- _AUFGABENDETAILS_
Schreib alle folgenden Zeilen Wort für Wort ab.

[Auszüge aus Bounding-Box-Daten]
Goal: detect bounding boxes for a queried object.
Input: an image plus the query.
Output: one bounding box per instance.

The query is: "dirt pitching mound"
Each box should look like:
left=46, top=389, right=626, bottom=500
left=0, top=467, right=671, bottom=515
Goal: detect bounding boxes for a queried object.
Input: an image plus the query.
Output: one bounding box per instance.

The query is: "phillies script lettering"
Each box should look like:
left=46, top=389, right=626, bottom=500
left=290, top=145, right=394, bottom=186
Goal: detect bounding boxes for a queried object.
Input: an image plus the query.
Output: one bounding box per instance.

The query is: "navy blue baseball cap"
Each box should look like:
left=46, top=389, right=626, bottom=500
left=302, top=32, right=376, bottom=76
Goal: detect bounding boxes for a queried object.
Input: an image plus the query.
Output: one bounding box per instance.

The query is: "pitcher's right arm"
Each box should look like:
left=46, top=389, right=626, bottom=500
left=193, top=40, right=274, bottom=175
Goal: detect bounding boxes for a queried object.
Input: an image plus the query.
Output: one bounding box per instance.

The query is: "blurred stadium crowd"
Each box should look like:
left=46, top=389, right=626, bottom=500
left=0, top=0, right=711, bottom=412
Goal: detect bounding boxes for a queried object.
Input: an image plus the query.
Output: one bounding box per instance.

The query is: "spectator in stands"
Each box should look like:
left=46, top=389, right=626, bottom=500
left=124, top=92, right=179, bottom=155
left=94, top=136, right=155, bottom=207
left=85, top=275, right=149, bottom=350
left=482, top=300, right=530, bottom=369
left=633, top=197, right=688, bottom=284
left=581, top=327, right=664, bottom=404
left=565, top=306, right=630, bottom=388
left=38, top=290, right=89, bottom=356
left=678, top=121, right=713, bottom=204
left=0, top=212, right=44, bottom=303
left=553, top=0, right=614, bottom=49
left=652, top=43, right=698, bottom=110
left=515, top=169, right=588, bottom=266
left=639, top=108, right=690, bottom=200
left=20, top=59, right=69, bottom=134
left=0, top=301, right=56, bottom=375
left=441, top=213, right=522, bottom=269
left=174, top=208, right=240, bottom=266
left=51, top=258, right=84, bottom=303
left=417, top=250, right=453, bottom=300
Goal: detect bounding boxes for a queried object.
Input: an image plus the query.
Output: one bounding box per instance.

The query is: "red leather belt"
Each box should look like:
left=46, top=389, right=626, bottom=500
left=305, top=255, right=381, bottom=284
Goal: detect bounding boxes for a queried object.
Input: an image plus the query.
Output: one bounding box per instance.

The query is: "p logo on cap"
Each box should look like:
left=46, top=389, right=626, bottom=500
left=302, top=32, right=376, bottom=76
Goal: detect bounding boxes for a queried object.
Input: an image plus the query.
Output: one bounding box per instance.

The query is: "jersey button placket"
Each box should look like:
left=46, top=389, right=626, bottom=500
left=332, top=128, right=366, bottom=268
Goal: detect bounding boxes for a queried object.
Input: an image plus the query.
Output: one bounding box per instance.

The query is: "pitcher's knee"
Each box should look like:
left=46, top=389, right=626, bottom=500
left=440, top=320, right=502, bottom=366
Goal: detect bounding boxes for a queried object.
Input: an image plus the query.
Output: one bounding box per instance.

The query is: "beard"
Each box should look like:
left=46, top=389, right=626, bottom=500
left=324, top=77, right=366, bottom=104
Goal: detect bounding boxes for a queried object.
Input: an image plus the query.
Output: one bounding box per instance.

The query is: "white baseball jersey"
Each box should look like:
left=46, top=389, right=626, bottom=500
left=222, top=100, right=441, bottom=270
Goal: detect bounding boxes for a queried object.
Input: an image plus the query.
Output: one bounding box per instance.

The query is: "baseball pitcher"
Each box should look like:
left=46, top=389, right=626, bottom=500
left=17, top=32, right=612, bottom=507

- _LÖSUNG_
Goal: detect bounding boxes for a queried object.
Input: an image plus the query.
Output: one bounding box per instance.

The query is: "dirt pitching mound"
Each box should look like:
left=46, top=389, right=626, bottom=500
left=0, top=467, right=671, bottom=515
Goal: detect bounding boxes for a queried object.
Input: an image plus the query.
Output: one bounding box per instance.

The query is: "phillies script lettering"
Each box should look like:
left=46, top=389, right=626, bottom=500
left=290, top=145, right=394, bottom=186
Goal: detect bounding boxes for a queried object.
Input: an image plus the query.
Output: one bounding box per instance.

The query is: "navy blue baseball cap"
Each box should look like:
left=46, top=389, right=626, bottom=500
left=302, top=32, right=376, bottom=76
Goal: detect bounding boxes for a queried object.
Input: an image plus the query.
Output: one bounding box per instance.

The query is: "pitcher's right arm"
Each box should look like:
left=46, top=389, right=626, bottom=500
left=193, top=40, right=274, bottom=175
Goal: detect bounding boxes for a queried object.
Input: an image plus the query.
Output: one bounding box per instance.

The query is: "blurred stadium crowd"
Each box should look like:
left=46, top=389, right=626, bottom=500
left=0, top=0, right=711, bottom=412
Goal: detect bounding boxes for a queried object.
Input: an image plus the query.
Output: one bounding box per instance.

The query is: "spectator in stands"
Each box should look like:
left=46, top=389, right=626, bottom=500
left=124, top=92, right=179, bottom=155
left=94, top=136, right=155, bottom=207
left=85, top=275, right=149, bottom=350
left=482, top=300, right=530, bottom=369
left=633, top=197, right=688, bottom=284
left=581, top=327, right=664, bottom=404
left=565, top=306, right=630, bottom=388
left=38, top=290, right=89, bottom=356
left=678, top=121, right=713, bottom=204
left=0, top=212, right=44, bottom=303
left=553, top=0, right=614, bottom=49
left=652, top=43, right=698, bottom=110
left=515, top=169, right=588, bottom=266
left=639, top=108, right=690, bottom=200
left=20, top=59, right=69, bottom=134
left=0, top=301, right=56, bottom=375
left=441, top=213, right=522, bottom=269
left=174, top=208, right=240, bottom=266
left=51, top=258, right=84, bottom=303
left=417, top=250, right=453, bottom=300
Goal: detect bounding boxes for a queried object.
Input: an image plus the query.
Output: one bounding box per instance.

The query is: "red leather belt"
Each box should look like:
left=46, top=389, right=626, bottom=500
left=305, top=255, right=381, bottom=284
Goal: detect bounding boxes for a queried object.
Input: an image plus the query.
Output: one bounding box per instance.

The query is: "p logo on cap"
Each box should look like:
left=46, top=389, right=626, bottom=500
left=302, top=32, right=376, bottom=76
Goal: detect bounding boxes for a queried object.
Input: an image plus the query.
Output: one bounding box per instance.

The query is: "jersey button placket"
Each box should look like:
left=46, top=389, right=626, bottom=500
left=332, top=128, right=366, bottom=268
Goal: detect bounding boxes for a queried object.
Input: an image plus the query.
Output: one bounding box per instance.

The query is: "pitcher's knee"
Each box should look like:
left=46, top=389, right=626, bottom=500
left=440, top=320, right=502, bottom=366
Goal: detect bounding boxes for a queried object.
Input: an image plus the query.
Output: one bounding box per instance.

The query is: "beard"
Each box should look like:
left=46, top=389, right=626, bottom=500
left=324, top=77, right=366, bottom=104
Goal: detect bounding boxes for a queried object.
Input: an image plus the query.
Output: one bounding box per instance.

The query is: "white baseball jersey"
Each box should look like:
left=46, top=389, right=626, bottom=500
left=222, top=100, right=441, bottom=270
Goal: detect bounding boxes for a queried object.
Input: an image plus the query.
Output: one bounding box per instance.

The query is: "baseball pitcher"
Each box should look like:
left=46, top=389, right=626, bottom=500
left=17, top=32, right=612, bottom=507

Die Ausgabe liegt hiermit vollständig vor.